-- START OF MATERIAL SUPPLIED --
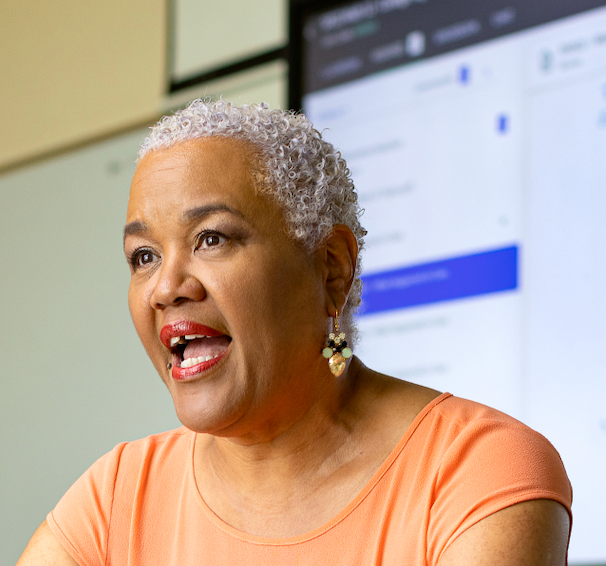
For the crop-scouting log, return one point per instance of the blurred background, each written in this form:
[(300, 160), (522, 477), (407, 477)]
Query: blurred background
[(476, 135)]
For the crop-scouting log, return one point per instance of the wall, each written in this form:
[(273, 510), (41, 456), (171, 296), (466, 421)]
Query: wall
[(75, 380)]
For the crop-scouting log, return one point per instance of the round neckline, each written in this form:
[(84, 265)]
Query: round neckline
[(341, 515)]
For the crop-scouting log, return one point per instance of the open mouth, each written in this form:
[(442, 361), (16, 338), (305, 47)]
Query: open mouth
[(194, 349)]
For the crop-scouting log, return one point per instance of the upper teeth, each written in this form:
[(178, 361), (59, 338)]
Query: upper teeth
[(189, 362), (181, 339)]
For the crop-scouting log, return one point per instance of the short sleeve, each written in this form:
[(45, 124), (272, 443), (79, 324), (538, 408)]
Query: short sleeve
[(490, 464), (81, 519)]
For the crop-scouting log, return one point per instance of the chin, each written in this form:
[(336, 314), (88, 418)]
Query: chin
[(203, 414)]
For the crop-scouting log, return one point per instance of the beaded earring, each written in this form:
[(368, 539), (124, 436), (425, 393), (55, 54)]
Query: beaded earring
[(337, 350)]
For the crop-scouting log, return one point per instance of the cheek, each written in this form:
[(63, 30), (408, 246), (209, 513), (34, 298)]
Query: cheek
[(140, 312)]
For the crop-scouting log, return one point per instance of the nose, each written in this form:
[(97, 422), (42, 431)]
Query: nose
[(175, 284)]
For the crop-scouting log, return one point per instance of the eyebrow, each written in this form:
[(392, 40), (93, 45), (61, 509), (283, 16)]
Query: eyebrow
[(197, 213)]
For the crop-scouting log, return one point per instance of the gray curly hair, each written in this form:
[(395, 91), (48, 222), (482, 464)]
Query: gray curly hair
-- END OF MATERIAL SUPPLIED --
-- START OF MATERIAL SUPPLIED --
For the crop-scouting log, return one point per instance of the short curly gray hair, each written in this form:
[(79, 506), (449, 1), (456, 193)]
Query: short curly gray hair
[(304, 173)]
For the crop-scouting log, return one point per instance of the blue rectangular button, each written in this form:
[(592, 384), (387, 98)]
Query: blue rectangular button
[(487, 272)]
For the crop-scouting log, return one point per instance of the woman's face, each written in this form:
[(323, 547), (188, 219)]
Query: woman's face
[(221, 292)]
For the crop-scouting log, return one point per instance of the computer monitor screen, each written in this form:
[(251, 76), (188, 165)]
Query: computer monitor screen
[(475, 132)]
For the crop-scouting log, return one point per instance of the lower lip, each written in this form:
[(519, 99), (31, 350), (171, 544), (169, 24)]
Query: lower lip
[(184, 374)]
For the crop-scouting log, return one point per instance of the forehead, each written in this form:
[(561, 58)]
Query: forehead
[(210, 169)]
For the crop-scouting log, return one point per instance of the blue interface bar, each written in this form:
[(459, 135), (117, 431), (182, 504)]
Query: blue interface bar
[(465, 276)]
-- END OF MATERIAL SUPPLIED --
-- START OF MATERIAL SUPPLIED --
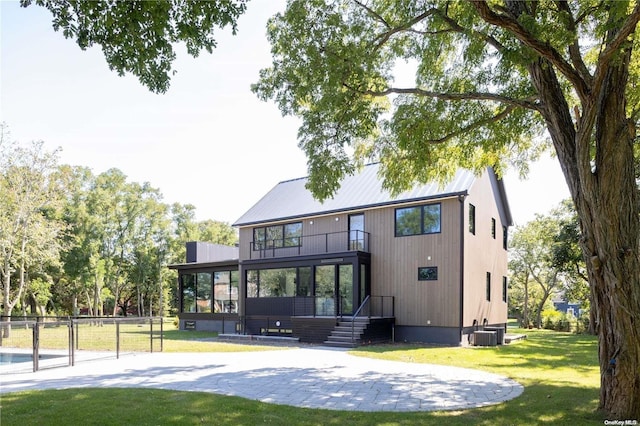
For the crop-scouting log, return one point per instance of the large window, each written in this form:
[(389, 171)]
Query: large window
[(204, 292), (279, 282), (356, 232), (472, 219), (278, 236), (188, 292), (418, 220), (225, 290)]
-- END OF MATERIAL SUPPLIED --
TASK DETAILS: Rescale the data between the lines holding "of the woman's" and "[(210, 169)]", inclusive: repeat every line in that range, requests included, but multiply each point coordinate in the answers by 2.55 and round to whole numbers, with halves rounded up. Leave the requests and their format samples unchanged, and give only these lines.

ANSWER BELOW:
For the crop-scouting log, return one point per instance of the woman's face, each written in this form:
[(323, 547), (188, 219)]
Query: woman's face
[(564, 745)]
For the crop-scouting log, return one point per instance of the computer monitor screen, each written in this form:
[(251, 76), (188, 165)]
Query: computer monitor screen
[(1211, 337)]
For the crop-scouting log, return one point per instance of the lower lip, each written in this form:
[(519, 99), (31, 350), (171, 544), (169, 24)]
Query: lower lip
[(469, 954)]
For the crop-scouting log, return one point per instance of the forehead, each written in this form:
[(561, 58)]
Query: forehead
[(536, 431)]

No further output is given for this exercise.